### Given request A
In the listing, write out again every line from its beginning through the line holding "309], [127, 321]]", both ends included, swapping "boulder" for "large rock" and keeping everything else the same.

### Selection
------------------------------

It’s not a tutorial but it’s a simple idea ; )
Repo Github: Link
First thing: Cloudflare is a middleware between you and the target host.
How Cloudflare works: It isolates you before you can access the target. It validates your IP, browser, user-agent, JavaScript, etc.
-
Validate IP: No problem if you use a legit VPN (NordVPN)
-
Browser: I want to automate the process, which can be a problem… or maybe not 😁
-
User-Agent: Very easy. P.S. Using a fake user agent could work, but the validation process might fail (I haven’t tested this yet)
-
Javascript: Easy
I use python for write a simple script.
pip install undetected_chromedriver
It’s a modified Selenium ChromeDriver that makes it undetected.
NEXT
options.add_argument('--disable-blink-features=AutomationControlled')
This is the CORE. This option changes the property navigator.webdriver = undefined
Next, we start Selenium, open the browser, validate it, and get the cookies from the target where it has validated us.
With these cookies, we create a Session with the requests library and we can scrape everything without a problem.
P.S.
headers = {
'User-Agent': driver.execute_script("return navigator.userAgent")
}
Thanks to this, we pass the user-agent from Selenium to the requests library.
AND WE SCRAPE EVERYTHING
XOXO Jate

------------------------------

### Material supplied

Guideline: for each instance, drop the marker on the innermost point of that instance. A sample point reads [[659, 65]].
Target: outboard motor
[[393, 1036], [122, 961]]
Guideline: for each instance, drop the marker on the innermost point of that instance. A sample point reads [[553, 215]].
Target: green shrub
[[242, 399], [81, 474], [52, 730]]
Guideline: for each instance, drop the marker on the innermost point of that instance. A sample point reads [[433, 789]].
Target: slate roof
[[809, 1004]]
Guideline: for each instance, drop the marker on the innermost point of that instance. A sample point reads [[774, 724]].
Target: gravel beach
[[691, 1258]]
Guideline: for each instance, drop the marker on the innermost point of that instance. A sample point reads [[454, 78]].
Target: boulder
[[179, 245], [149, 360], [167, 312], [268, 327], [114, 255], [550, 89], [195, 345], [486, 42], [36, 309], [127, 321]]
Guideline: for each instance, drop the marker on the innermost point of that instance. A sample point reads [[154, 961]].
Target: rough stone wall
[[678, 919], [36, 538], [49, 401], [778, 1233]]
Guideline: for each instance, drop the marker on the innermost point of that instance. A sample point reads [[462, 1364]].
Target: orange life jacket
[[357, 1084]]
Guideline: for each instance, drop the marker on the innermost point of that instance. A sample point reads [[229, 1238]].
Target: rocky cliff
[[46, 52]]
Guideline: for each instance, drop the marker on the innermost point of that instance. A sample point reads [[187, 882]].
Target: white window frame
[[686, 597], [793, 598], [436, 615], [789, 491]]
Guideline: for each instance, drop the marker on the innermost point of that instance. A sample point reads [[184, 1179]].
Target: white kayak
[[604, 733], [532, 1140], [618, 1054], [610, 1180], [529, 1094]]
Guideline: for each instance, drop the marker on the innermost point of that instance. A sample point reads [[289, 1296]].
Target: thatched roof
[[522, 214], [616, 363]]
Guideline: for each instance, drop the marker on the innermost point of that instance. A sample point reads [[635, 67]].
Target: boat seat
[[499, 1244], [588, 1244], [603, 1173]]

------------------------------

### Given request B
In the post about getting past Cloudflare, which library is used to create a Session with the cookies?

### Complete response A
Guideline: for each instance, drop the marker on the innermost point of that instance. A sample point reads [[659, 65]].
Target: outboard motor
[[393, 1036], [122, 961]]
Guideline: for each instance, drop the marker on the innermost point of that instance. A sample point reads [[553, 215]].
Target: green shrub
[[242, 399], [81, 474], [52, 730]]
Guideline: for each instance, drop the marker on the innermost point of that instance. A sample point reads [[433, 789]].
Target: slate roof
[[809, 1004]]
Guideline: for each instance, drop the marker on the innermost point of that instance. A sample point reads [[774, 724]].
Target: gravel beach
[[691, 1258]]
Guideline: for each instance, drop the marker on the innermost point of that instance. A sample point reads [[454, 78]].
Target: large rock
[[179, 245], [149, 360], [167, 312], [268, 327], [114, 255], [550, 89], [195, 345], [486, 42], [36, 309], [127, 321]]

### Complete response B
The requests library.